* TASK ITEM *
Look through the data below and return each line where "operator" appears.

* Dataset entries *
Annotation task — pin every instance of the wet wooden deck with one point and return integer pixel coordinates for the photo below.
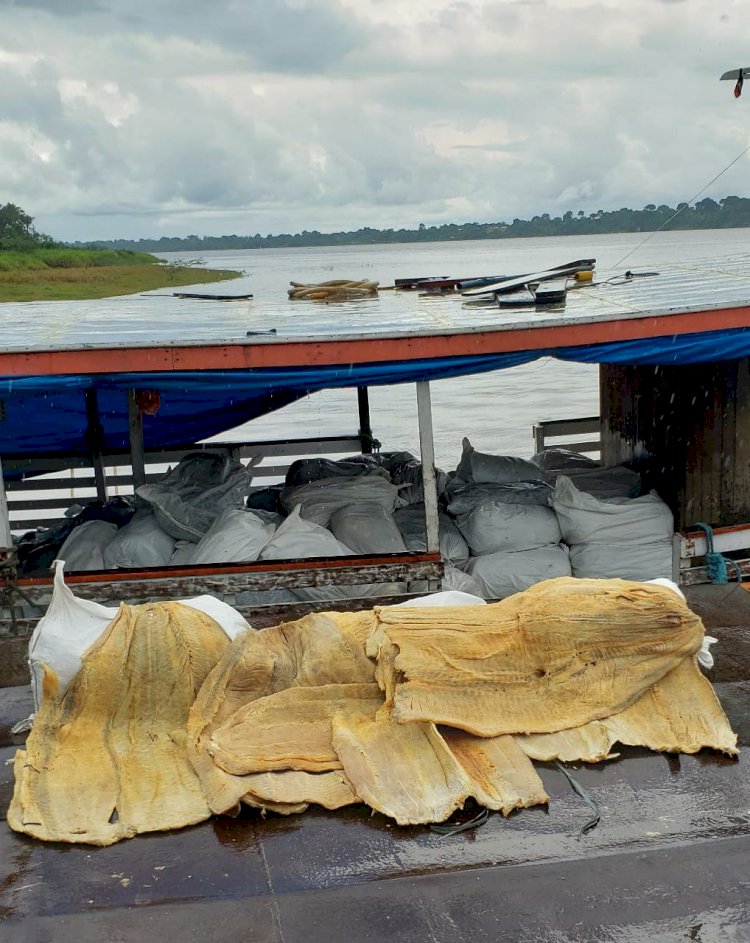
(668, 860)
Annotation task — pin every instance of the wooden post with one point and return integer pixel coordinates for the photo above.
(427, 453)
(6, 540)
(137, 455)
(94, 437)
(365, 427)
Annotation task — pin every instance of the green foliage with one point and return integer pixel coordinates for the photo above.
(733, 212)
(17, 231)
(52, 258)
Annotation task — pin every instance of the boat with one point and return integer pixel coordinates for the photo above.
(202, 296)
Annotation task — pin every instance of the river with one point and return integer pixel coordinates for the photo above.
(496, 410)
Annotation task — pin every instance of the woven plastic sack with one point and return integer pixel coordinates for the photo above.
(236, 536)
(411, 523)
(367, 528)
(319, 500)
(502, 574)
(495, 527)
(84, 547)
(479, 467)
(140, 543)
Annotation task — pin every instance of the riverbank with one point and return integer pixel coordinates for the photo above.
(65, 274)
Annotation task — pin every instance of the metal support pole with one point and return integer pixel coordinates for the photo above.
(427, 453)
(365, 427)
(94, 439)
(6, 540)
(137, 454)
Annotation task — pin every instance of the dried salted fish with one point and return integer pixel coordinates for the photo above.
(107, 759)
(561, 654)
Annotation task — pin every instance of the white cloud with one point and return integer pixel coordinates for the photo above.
(263, 115)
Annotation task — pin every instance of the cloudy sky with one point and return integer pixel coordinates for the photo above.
(169, 117)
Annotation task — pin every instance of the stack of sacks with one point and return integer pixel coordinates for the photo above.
(501, 507)
(453, 549)
(351, 513)
(299, 538)
(406, 473)
(410, 710)
(588, 475)
(173, 516)
(189, 498)
(629, 538)
(319, 500)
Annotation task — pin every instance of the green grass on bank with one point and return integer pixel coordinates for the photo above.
(59, 274)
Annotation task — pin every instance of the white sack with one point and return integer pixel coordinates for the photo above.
(454, 580)
(63, 634)
(449, 597)
(480, 467)
(319, 500)
(502, 574)
(367, 528)
(585, 519)
(84, 547)
(638, 560)
(495, 527)
(227, 616)
(71, 625)
(141, 542)
(411, 522)
(236, 536)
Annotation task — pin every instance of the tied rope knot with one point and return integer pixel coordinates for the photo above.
(716, 563)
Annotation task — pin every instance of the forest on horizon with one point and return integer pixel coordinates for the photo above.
(731, 212)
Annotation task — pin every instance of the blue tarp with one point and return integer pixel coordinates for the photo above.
(43, 415)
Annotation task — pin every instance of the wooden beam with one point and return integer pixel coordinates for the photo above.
(137, 453)
(429, 478)
(94, 440)
(365, 426)
(5, 536)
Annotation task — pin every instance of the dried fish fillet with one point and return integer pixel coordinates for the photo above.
(288, 790)
(311, 651)
(561, 654)
(405, 771)
(107, 759)
(590, 743)
(290, 730)
(501, 774)
(679, 714)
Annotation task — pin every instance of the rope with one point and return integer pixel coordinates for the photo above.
(338, 289)
(716, 563)
(682, 209)
(579, 790)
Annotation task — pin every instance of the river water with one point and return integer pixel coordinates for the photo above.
(496, 410)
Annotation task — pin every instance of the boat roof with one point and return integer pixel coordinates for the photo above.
(74, 336)
(215, 365)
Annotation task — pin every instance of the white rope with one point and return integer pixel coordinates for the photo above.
(683, 208)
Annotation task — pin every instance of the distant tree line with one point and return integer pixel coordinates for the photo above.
(728, 213)
(17, 232)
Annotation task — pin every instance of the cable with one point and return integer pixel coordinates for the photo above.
(677, 212)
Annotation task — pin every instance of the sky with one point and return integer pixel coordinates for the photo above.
(152, 118)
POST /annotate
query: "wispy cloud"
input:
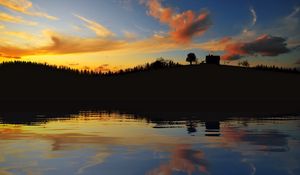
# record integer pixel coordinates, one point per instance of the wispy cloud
(98, 28)
(183, 26)
(254, 16)
(22, 35)
(25, 7)
(265, 45)
(14, 19)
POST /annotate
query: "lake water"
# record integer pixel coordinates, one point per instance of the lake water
(118, 144)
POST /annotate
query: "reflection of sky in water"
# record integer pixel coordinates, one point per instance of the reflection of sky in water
(115, 144)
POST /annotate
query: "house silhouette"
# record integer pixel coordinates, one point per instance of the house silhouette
(213, 59)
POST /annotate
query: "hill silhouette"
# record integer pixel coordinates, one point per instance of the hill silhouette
(167, 86)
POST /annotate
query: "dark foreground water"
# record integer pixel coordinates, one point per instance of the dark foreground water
(115, 144)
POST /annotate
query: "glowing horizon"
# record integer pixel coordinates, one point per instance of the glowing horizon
(123, 33)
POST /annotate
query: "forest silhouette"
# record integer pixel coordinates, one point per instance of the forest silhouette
(161, 85)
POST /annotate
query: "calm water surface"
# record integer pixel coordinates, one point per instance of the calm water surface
(115, 144)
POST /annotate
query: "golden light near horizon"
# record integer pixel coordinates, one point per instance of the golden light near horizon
(122, 34)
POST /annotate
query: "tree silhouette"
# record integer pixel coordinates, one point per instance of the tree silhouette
(244, 63)
(191, 57)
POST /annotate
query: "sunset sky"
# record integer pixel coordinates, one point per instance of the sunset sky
(115, 34)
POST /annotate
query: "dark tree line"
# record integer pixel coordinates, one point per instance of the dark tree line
(276, 69)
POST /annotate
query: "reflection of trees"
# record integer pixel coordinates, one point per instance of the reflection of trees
(267, 140)
(191, 126)
(183, 159)
(212, 128)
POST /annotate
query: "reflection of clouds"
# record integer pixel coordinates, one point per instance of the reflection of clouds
(4, 172)
(183, 159)
(95, 160)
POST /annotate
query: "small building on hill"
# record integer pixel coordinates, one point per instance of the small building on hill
(213, 59)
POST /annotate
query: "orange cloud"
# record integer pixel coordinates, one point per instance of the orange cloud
(25, 7)
(265, 45)
(13, 19)
(183, 159)
(183, 26)
(99, 29)
(22, 35)
(61, 44)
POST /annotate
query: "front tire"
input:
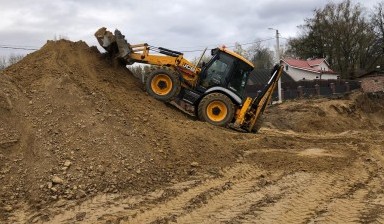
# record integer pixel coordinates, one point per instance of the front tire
(217, 109)
(163, 85)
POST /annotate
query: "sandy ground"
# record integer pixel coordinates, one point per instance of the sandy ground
(81, 142)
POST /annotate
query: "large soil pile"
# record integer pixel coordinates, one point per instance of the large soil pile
(74, 124)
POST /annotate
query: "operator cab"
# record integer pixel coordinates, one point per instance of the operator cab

* TASK RESULT *
query: "operator cab"
# record integer pixel coordinates, one point per instance of the operator cab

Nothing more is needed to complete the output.